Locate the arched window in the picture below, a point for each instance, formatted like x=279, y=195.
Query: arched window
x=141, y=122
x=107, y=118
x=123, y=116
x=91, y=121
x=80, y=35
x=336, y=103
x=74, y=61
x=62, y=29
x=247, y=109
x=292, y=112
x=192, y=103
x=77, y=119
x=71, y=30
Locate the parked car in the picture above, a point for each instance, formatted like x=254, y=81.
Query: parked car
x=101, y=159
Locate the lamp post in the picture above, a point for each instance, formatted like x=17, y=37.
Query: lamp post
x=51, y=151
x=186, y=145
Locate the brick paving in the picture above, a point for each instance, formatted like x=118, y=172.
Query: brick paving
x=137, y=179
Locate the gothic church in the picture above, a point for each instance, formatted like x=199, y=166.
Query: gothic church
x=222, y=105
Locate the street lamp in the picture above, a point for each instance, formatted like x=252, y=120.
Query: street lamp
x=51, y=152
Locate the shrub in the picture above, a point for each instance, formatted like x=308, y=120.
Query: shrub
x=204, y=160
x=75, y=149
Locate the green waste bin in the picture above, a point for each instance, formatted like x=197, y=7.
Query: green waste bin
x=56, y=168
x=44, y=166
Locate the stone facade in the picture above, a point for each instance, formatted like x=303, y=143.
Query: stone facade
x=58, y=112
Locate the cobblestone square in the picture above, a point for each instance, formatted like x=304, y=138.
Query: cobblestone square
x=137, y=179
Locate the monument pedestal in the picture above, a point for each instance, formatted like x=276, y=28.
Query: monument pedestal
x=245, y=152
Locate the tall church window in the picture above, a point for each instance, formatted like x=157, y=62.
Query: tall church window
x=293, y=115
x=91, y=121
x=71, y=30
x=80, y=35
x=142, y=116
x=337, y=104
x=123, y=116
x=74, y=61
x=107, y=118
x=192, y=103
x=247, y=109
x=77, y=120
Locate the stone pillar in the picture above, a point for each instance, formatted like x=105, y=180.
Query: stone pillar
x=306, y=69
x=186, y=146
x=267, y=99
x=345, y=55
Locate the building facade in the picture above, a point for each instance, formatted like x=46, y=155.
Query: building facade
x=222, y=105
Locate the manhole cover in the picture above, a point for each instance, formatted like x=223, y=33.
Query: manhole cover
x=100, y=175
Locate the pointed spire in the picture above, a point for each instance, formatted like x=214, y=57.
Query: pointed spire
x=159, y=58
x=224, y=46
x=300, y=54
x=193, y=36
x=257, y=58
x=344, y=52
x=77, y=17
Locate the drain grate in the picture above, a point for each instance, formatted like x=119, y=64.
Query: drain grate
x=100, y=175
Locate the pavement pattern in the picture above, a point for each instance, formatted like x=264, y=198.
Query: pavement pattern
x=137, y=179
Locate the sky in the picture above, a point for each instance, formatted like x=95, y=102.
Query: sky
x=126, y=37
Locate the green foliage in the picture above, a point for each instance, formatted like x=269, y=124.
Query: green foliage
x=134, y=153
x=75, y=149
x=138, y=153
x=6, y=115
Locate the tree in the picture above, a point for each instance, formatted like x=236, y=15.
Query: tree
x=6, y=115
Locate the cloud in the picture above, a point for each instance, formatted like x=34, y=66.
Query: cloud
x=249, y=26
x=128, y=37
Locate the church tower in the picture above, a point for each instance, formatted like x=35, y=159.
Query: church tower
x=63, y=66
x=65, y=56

====

**TASK BRIEF:**
Print every line of the listing above unchanged, from its first line through the line containing "x=345, y=55", with both of those lines included.

**THE SOLUTION:**
Locate the arched window in the picture below, a point for each instance, formatted like x=279, y=195.
Query: arched window
x=141, y=122
x=107, y=118
x=123, y=116
x=91, y=121
x=80, y=35
x=336, y=103
x=74, y=61
x=62, y=29
x=247, y=109
x=292, y=112
x=192, y=103
x=77, y=119
x=71, y=30
Locate the parked car in the picture above, a point for each instance, formatted like x=254, y=81.
Query: parked car
x=101, y=159
Locate the lamp post in the picture above, a point for each instance, formatted like x=17, y=37.
Query: lamp post
x=51, y=151
x=186, y=145
Locate the brick paving in the picture above, a point for each instance, formatted like x=118, y=172.
Query: brick paving
x=137, y=179
Locate the gothic church in the picture above, a point for each instance, formatted like x=199, y=166.
Query: gothic church
x=222, y=105
Locate the street lamp in the picture above, a point for each instance, formatted like x=252, y=120.
Query: street lamp
x=51, y=152
Locate the shrub in the picture above, a point for each instance, formatted like x=308, y=120.
Query: shrub
x=204, y=160
x=75, y=149
Locate the green waste bin in the picture above, a point for each instance, formatted like x=197, y=7.
Query: green waste bin
x=56, y=168
x=44, y=166
Locate the stone facade in the picture above, a point for each instance, formatted like x=303, y=143.
Query: stone facade
x=58, y=112
Locate the cobblestone square in the picture above, a point for each instance, formatted like x=304, y=138.
Query: cobblestone square
x=137, y=179
Locate the monument pedestal in the picture above, a point for each instance, formatted like x=276, y=28.
Query: monument pedestal
x=245, y=152
Locate the tall church window in the picture above, a point for each instance, formatted like x=157, y=62.
Query: tall church window
x=293, y=115
x=91, y=121
x=71, y=30
x=80, y=35
x=142, y=116
x=337, y=104
x=123, y=116
x=74, y=61
x=107, y=118
x=192, y=103
x=247, y=109
x=77, y=120
Locate the stone pillar in the picture above, a point for each instance, formatted like x=105, y=180.
Query: stone pillar
x=306, y=69
x=186, y=146
x=267, y=99
x=345, y=55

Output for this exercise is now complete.